Após a realização da assepsia, anti-sepsia e colocação de campos cirúrgicos, era realizada incisão de 8cm sobre L1, que era bilateralmente exposta e preparada da maneira acima descrita. Os processos espinhoso de L1 e L2 eram ressecados e preparados para serem utilizados como enxerto ósseo, que era colocado sobre a lâmina da vértebra decorticada do lado direito, e sobre a lâmina da vértebra que estava intacta do lado esquerdo.(Figura 1)


Após a colocação do enxerto ósseo e hemostasia, os músculos eram bilateralmente aproximados no sentido medial e suturados com Vicril 2.0** ** Vicryl-Ethicon . O tecido subcutâneo e a pele eram também suturados com Vicril 2.0** ** Vicryl-Ethicon . No período pós-operatório imediato era administrada 1.200.000 UI de penicilina benzatina pela via intramuscular e não havia restrição da deambulação dos animais.

Os animais foram divididos em grupos experimentais de acordo com o período de sacrifício, que foi realizado um, três e seis meses após a realização do procedimento.

Explore o material:
1 – Reproduza fielmente a parte do trecho sobre a cirurgia que se inicia nas palavras "Após a realização da" e vai até "lado esquerdo.(Figura 1)".
2 – Liste todos os intervalos de tempo após o procedimento em que, segundo o trecho sobre a cirurgia, os animais foram sacrificados.
3 – Dê continuidade ao trecho sobre a cirurgia a partir da última frase apresentada.

Registros de um conjunto de dados:
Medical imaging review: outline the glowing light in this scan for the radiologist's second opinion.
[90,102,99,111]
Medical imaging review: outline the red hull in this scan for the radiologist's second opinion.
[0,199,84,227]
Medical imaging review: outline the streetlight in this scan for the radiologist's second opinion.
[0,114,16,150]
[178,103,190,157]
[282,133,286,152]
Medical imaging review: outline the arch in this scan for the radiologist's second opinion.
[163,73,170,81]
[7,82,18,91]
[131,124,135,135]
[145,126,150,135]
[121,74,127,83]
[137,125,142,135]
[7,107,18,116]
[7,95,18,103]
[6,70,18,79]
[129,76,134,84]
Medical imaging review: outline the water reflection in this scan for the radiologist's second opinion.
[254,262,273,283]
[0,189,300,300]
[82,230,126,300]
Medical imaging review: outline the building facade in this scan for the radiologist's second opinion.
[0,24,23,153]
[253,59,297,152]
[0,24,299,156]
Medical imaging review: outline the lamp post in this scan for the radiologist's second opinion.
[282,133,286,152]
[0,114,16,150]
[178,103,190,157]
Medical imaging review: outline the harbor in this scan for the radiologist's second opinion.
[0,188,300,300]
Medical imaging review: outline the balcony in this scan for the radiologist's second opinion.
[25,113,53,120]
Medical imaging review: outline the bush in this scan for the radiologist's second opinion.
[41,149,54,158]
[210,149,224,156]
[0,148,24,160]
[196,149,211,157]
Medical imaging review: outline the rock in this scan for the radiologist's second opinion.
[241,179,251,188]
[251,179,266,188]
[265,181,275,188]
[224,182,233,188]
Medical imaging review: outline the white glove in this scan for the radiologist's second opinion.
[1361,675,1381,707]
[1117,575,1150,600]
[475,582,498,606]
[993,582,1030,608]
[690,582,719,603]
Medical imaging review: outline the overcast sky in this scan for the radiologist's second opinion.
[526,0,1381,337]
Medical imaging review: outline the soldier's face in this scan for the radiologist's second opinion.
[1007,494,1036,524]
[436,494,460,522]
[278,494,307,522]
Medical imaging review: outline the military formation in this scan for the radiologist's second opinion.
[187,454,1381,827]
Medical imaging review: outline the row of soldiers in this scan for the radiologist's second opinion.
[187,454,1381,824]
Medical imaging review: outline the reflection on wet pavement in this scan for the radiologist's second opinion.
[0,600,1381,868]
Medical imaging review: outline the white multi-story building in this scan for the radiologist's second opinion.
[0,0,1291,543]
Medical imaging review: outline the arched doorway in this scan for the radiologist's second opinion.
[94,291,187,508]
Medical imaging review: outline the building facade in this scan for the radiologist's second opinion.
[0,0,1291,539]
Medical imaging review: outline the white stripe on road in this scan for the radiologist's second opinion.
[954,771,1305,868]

Respostas esperadas:
1 –
Após a realização da assepsia, anti-sepsia e colocação de campos cirúrgicos, era realizada incisão de 8cm sobre L1, que era bilateralmente exposta e preparada da maneira acima descrita. Os processos espinhoso de L1 e L2 eram ressecados e preparados para serem utilizados como enxerto ósseo, que era colocado sobre a lâmina da vértebra decorticada do lado direito, e sobre a lâmina da vértebra que estava intacta do lado esquerdo.(Figura 1)

2 – um mês, três meses, seis meses

3 –
O estudo histológico da interface entre o enxerto ósseo e a lâmina vertebral foi o método de avaliação utilizado, tendo sido o estudo histológico realizado por meio da microsocopia de luz com a realização de cortes de 5 a 6µ e coloração com HE (hematoxilina-eosina) e Tricrômico de Gomori.

RESULTADOS

Os resultados da avaliação histológica serão apresentados de acordo com o período de sacrifício dos animais (um, três e seis meses de pós-operatório), comparando-se os resultados da superfície decorticada da lâmina vertebral com o lado contra-lateral no qual a lâmina permaneceu intacta.

Nos animais sacrificados com um mês após a realização da cirurgia foi observado neoformação óssea de ambos os lados. Ambas as superfícies ósseas ( decorticada e não decorticada) mostravam neoformação óssea e formação de fibrose. (Figuras 2 e 3). A superfície decorticada apresentava tecido fibroso que invadia o osso hospedeiro e aderia o enxerto ao leito receptor, não tendo sido essa fibrose observada na superfície não decorticada. A falta de aderência do enxerto ósseo ao leito receptor foi a diferença observada entre a superficie não decorticada em relação ao lado contralateral.A coloração com o Tricrômico de Gomori cora o tecido colágeno em azul e destacou a presença da fibroso na superfície decorticada da lâmina vertebral (Figura 4).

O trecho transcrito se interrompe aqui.